======== RECORD EXTRACTS

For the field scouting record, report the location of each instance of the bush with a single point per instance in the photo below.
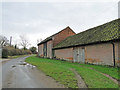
(4, 53)
(12, 51)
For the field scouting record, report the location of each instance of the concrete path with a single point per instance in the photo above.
(15, 74)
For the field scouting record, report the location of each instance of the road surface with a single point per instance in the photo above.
(16, 74)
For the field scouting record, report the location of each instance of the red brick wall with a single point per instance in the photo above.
(62, 35)
(49, 49)
(40, 50)
(101, 53)
(66, 54)
(117, 53)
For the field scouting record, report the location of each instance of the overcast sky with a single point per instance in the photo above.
(41, 19)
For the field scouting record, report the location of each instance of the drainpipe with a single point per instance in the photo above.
(113, 52)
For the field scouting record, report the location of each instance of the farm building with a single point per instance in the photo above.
(45, 47)
(98, 45)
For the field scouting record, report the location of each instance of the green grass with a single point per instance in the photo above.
(60, 71)
(112, 71)
(16, 56)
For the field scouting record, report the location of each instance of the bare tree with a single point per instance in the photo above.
(3, 40)
(24, 41)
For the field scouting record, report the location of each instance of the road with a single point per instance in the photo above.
(17, 74)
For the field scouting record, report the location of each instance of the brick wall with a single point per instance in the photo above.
(66, 54)
(101, 53)
(62, 35)
(40, 50)
(49, 49)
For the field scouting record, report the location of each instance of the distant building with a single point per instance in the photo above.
(45, 47)
(98, 45)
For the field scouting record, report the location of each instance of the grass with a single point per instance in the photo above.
(112, 71)
(61, 72)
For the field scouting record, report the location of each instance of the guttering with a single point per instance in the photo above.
(86, 44)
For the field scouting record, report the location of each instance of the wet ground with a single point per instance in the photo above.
(18, 74)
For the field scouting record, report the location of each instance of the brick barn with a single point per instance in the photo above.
(98, 45)
(45, 47)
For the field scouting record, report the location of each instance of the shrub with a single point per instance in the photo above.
(4, 53)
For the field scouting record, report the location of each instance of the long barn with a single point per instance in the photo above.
(98, 45)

================

EXERCISE GOAL => Retype each line of the listing above word for word. Exclude the pictures.

WORKED SOLUTION =>
For the field scouting record, report the location of each instance of the bush with a single point per instance in the photo below.
(4, 53)
(12, 51)
For the field scouting record, report the location of each instance of the concrete path with a single point per instance in the photo above.
(15, 74)
For the field scouting record, report the location of each instance of the road surface with a single point per instance in the photo above.
(16, 74)
For the field scouting record, report the location of each instance of the red brick wall with a single point per instance in the photo above.
(62, 35)
(49, 49)
(40, 50)
(101, 53)
(66, 54)
(117, 53)
For the field scouting record, report the location of each instance of the overcast sky with a single point per instance in the photo above.
(41, 19)
For the field scouting record, report the location of each instance of the drainpipe with a single point per instance in the photo above.
(113, 52)
For the field scouting record, report the location of each instance of the farm building with a single point per instance in the photo above.
(45, 47)
(98, 45)
For the field scouting record, report the location of each instance of the green grass with a single point per instance in the photo above.
(60, 71)
(112, 71)
(16, 56)
For the field scouting record, report the location of each instance of the bare tree with a single point per instance in the photo above.
(3, 40)
(24, 41)
For the field scouting record, report the location of each instance of the road with a single point per instance in the photo above.
(17, 74)
For the field scouting record, report the location of each instance of the brick wall with a single point per instance in the photo above.
(66, 54)
(101, 53)
(62, 35)
(40, 50)
(49, 49)
For the field scouting record, report the location of each instance of the distant building with a single point per instance in the photo above.
(45, 47)
(98, 45)
For the field scouting record, report the location of each instance of the grass with a single point per instance in the photo above.
(112, 71)
(61, 72)
For the field scouting record, report the location of each instance of the guttering with a single point per instance in the photo above.
(86, 44)
For the field scouting record, report the location of each instance of the wet ground with a single point per instance in the photo above.
(18, 74)
For the field scouting record, report the location of each instance of the brick barn with a single point per instance in the photo above.
(98, 45)
(45, 47)
For the field scouting record, report the location of each instance of the shrub with a single point per instance in the photo above.
(4, 53)
For the field scouting record, report the location of each instance of the long barn with a single point per instance in the photo above.
(98, 45)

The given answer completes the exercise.